__Requirement__
Pick out each line in the data below that contains the word "keys", and copy those lines in full.
━━━ Records supplied ━━━
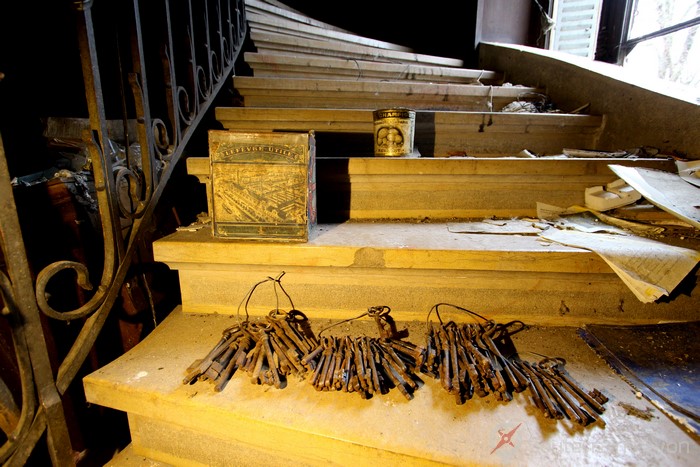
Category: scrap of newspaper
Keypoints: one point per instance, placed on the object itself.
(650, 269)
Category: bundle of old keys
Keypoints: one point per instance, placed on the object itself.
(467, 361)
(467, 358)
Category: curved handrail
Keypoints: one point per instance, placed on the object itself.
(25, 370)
━━━
━━━ Records supplied ━━━
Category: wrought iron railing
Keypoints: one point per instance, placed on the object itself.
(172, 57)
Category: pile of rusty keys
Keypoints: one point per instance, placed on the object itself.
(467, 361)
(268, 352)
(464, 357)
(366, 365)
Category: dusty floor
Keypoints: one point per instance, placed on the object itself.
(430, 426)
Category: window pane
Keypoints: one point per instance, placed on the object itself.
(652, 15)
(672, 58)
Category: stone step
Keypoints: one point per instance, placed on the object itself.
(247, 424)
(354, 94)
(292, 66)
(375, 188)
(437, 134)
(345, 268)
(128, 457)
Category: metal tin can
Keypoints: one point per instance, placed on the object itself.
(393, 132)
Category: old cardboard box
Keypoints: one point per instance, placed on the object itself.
━━━
__Expected output__
Category: bundle of old keys
Category: pile of rusty keys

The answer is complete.